▸ OBJETIVO: Copie estas linhas de novo, trocando "Reply" por "Respond" e sem mexer em mais nada.

▸ ENTRADA:
=-=-=-=-=

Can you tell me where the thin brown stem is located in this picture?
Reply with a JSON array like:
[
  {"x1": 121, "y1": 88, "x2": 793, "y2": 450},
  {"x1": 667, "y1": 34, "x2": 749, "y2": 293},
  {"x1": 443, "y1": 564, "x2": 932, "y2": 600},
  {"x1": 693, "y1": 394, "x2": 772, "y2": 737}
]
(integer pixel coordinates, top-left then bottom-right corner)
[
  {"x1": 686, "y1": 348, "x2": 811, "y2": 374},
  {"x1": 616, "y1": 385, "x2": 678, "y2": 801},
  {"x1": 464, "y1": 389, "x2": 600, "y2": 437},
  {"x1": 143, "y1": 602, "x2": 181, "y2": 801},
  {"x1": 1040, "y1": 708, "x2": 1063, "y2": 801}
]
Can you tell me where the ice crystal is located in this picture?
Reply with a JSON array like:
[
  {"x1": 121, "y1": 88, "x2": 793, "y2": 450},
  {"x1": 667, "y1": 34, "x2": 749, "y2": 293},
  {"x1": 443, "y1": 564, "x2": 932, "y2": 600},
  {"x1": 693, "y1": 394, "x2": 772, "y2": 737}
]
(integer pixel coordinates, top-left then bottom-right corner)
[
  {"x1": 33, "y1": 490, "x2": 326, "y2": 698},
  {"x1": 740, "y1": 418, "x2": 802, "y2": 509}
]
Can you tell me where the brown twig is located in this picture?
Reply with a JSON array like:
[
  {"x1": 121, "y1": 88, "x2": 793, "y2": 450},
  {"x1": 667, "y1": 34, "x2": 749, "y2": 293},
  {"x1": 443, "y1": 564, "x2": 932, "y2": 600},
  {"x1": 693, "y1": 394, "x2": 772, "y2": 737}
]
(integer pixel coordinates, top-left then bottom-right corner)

=-=-=-=-=

▸ RESULTADO:
Can you tell me where the thin brown stem is located in this picture?
Respond with a JSON array like:
[
  {"x1": 121, "y1": 88, "x2": 793, "y2": 450},
  {"x1": 667, "y1": 34, "x2": 749, "y2": 293},
  {"x1": 443, "y1": 564, "x2": 932, "y2": 600},
  {"x1": 693, "y1": 394, "x2": 772, "y2": 737}
]
(integer pixel coordinates, top-left then bottom-right corner)
[
  {"x1": 686, "y1": 348, "x2": 811, "y2": 374},
  {"x1": 616, "y1": 385, "x2": 678, "y2": 801},
  {"x1": 464, "y1": 389, "x2": 600, "y2": 437},
  {"x1": 143, "y1": 602, "x2": 181, "y2": 801},
  {"x1": 1040, "y1": 708, "x2": 1063, "y2": 801}
]
Can you tell me where the ice crystal is located in this picture?
Respond with a JSON array like:
[
  {"x1": 121, "y1": 88, "x2": 793, "y2": 450},
  {"x1": 667, "y1": 34, "x2": 749, "y2": 293},
  {"x1": 443, "y1": 564, "x2": 932, "y2": 600},
  {"x1": 693, "y1": 394, "x2": 772, "y2": 737}
]
(integer pixel coordinates, top-left then bottom-right corner)
[
  {"x1": 33, "y1": 490, "x2": 326, "y2": 698},
  {"x1": 740, "y1": 418, "x2": 802, "y2": 509}
]
Can you tell me where the brown twig is located in this picture?
Respond with a JSON array like:
[
  {"x1": 121, "y1": 88, "x2": 793, "y2": 450},
  {"x1": 667, "y1": 34, "x2": 749, "y2": 293},
  {"x1": 443, "y1": 564, "x2": 932, "y2": 600},
  {"x1": 693, "y1": 394, "x2": 772, "y2": 737}
]
(integer pixel coordinates, top-left then bottom-right corner)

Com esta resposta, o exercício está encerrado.